デジタル版「実験論語処世談」(65) / 渋沢栄一

5. 君主専制と今日の政治家

くんしゅせんせいとこんにちのせいじか

(65)-5

子曰。其身正。不令而行。其身不正。雖令不従。【子路第十三】
(子曰く。其の身正しければ、令せずして行はれ、其の身正しからざれば、令すと雖も従はず。)
 本章は、君が正しくなければ民も亦正しくないと云うて戒めたのである。即ち君たるものは、其の身を正しくすれば、命令をしなくとも民は之れに感化して善に移るものである。若しその君にして正しくなかつたならば、如何にその権力を以て命じても民は之に従はないから政治も亦行はれることはないものである。
 孔子の政治に対する主張は、今日の所謂デモクラシーの主張ではなく、君主専制主義とも申すべきものである。故に今日の政治組織から又政治思想から見れば大いに非難する所であらうけれども、政治は決して制度や組織の完全であることによつて能く行はれると決つて居るのではない。所謂孔子の説の如く、君御一人は万民の範となるものでなければならぬし、又、之れを輔弼する臣も正しきことを行ふと云ふことでなければ、如何に制度や組織に於て正しいと云つても、その政治は甘く行はれるものでない。
 之れを仮りに一家の例に取つてもさうではないか。一家長たるものが、自ら進んで正しき事を行へば、家族を挙げて正しきに向はしむることが出来る。処が若し家長が不誠実なことを行つて居ながら一家を正しきに向はしめようとしても、出来るものでもなければ、寧ろ悪しきに傾いて如何とも収拾することが出来ないと云ふことになることは決して珍らしくない。

▶ [課題]
a. 本文について、次の問いに答えよ。
(i) 孔子の政治に対する主張は、今日の何の主張ではないとされているか。
(ii) 君が正しくない場合、権力をもって命じても民はどうするとされているか。
(iii) 家長が自ら進んで正しき事を行えば、何ができるとされているか。
b. 本文の一部を正確に書き写すこと。「本章は、君が正しくなければ民」のある語句から始め、「治は甘く行はれるものでない。」の後で止めよ。
本文の内容だけを根拠にすること。

一連の一覧
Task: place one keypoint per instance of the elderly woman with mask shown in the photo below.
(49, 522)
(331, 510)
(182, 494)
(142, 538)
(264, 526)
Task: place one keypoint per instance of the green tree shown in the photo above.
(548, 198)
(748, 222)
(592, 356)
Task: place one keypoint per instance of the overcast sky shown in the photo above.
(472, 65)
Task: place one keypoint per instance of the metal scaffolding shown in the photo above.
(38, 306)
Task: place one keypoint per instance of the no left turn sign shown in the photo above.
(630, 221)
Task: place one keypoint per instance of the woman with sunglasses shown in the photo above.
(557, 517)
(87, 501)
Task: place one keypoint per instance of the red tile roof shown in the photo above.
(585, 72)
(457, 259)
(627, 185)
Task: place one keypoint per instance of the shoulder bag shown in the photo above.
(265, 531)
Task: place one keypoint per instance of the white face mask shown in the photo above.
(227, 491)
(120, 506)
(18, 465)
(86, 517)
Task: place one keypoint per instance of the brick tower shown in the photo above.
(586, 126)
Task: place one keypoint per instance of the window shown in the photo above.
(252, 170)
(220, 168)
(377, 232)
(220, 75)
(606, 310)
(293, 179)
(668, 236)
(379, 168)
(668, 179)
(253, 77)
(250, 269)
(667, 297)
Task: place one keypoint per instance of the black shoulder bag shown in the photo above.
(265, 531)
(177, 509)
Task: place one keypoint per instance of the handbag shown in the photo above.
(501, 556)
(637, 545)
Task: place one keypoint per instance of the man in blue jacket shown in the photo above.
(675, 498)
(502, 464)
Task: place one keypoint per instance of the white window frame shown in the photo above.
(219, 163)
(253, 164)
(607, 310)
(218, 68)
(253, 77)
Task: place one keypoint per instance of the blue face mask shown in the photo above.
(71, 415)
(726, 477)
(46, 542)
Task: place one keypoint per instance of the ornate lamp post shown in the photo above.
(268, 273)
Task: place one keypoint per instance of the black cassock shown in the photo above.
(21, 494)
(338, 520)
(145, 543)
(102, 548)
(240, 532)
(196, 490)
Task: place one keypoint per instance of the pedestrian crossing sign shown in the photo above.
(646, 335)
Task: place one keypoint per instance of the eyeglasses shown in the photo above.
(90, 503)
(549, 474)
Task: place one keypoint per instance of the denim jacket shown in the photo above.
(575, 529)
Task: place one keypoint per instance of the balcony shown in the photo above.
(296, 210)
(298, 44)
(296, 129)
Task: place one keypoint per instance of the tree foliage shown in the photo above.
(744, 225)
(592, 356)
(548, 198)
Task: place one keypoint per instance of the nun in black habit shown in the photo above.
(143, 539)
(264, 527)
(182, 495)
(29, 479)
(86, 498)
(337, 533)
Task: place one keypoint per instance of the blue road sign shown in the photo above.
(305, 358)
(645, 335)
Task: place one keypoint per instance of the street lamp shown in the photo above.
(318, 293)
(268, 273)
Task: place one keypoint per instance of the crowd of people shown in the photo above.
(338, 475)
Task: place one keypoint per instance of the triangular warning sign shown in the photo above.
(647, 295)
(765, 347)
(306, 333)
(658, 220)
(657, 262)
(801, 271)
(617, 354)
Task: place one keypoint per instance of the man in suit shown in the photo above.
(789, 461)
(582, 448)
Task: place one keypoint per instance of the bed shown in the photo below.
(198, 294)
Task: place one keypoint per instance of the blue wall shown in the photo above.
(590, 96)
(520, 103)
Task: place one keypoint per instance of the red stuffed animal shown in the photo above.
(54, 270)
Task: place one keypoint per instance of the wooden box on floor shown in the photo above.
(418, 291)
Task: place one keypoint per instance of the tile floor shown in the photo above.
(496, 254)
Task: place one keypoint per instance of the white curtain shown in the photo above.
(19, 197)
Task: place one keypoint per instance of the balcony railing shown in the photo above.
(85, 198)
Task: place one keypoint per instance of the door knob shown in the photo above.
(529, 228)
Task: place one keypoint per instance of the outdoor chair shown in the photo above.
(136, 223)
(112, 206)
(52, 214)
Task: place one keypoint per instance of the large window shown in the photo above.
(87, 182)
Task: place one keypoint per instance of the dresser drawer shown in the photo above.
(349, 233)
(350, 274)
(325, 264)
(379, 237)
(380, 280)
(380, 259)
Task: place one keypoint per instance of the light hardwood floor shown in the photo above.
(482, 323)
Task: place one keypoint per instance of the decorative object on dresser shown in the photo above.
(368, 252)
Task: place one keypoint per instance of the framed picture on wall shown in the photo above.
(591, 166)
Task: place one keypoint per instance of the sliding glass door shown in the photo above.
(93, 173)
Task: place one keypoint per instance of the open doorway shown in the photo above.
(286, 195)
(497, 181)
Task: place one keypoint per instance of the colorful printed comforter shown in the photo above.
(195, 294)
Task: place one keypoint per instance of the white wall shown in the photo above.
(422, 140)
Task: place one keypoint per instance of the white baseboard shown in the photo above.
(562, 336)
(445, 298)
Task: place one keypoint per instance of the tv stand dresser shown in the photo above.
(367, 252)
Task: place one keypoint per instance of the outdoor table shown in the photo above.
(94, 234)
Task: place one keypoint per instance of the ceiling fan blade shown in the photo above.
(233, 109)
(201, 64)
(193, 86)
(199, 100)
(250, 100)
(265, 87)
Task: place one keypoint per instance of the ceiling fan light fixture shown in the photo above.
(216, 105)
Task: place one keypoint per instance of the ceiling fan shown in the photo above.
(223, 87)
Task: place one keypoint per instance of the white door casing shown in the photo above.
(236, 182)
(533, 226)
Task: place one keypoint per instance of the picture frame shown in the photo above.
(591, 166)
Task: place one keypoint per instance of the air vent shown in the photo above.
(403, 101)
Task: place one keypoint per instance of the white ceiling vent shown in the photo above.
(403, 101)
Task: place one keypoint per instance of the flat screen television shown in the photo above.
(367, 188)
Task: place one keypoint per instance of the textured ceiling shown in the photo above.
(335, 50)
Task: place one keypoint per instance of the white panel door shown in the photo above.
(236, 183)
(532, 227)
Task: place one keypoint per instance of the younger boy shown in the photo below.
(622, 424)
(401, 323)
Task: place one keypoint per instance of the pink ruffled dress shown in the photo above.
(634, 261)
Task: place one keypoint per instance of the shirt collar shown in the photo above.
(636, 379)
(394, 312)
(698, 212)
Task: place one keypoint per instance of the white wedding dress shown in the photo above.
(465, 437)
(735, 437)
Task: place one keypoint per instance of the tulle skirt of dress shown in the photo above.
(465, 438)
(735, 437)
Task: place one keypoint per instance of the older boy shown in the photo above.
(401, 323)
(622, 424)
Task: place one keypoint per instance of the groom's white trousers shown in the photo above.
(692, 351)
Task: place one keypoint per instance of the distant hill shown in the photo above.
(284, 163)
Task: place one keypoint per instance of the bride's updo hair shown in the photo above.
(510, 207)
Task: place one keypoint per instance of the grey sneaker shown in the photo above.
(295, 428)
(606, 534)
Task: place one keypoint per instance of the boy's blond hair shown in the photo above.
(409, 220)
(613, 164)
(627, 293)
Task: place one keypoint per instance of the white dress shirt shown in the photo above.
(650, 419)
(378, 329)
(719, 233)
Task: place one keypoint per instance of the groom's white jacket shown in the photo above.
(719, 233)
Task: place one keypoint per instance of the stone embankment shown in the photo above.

▶ [課題ごとの解答]
a.
(i) 今日のいわゆるデモクラシーの主張ではない(君主専制主義とも言うべきものとされる)。
(ii) 民は従わない。
(iii) 家族を挙げて正しきに向かわせることができる。

b.
本章は、君が正しくなければ民も亦正しくないと云うて戒めたのである。即ち君たるものは、其の身を正しくすれば、命令をしなくとも民は之れに感化して善に移るものである。若しその君にして正しくなかつたならば、如何にその権力を以て命じても民は之に従はないから政治も亦行はれることはないものである。
 孔子の政治に対する主張は、今日の所謂デモクラシーの主張ではなく、君主専制主義とも申すべきものである。故に今日の政治組織から又政治思想から見れば大いに非難する所であらうけれども、政治は決して制度や組織の完全であることによつて能く行はれると決つて居るのではない。所謂孔子の説の如く、君御一人は万民の範となるものでなければならぬし、又、之れを輔弼する臣も正しきことを行ふと云ふことでなければ、如何に制度や組織に於て正しいと云つても、その政治は甘く行はれるものでない。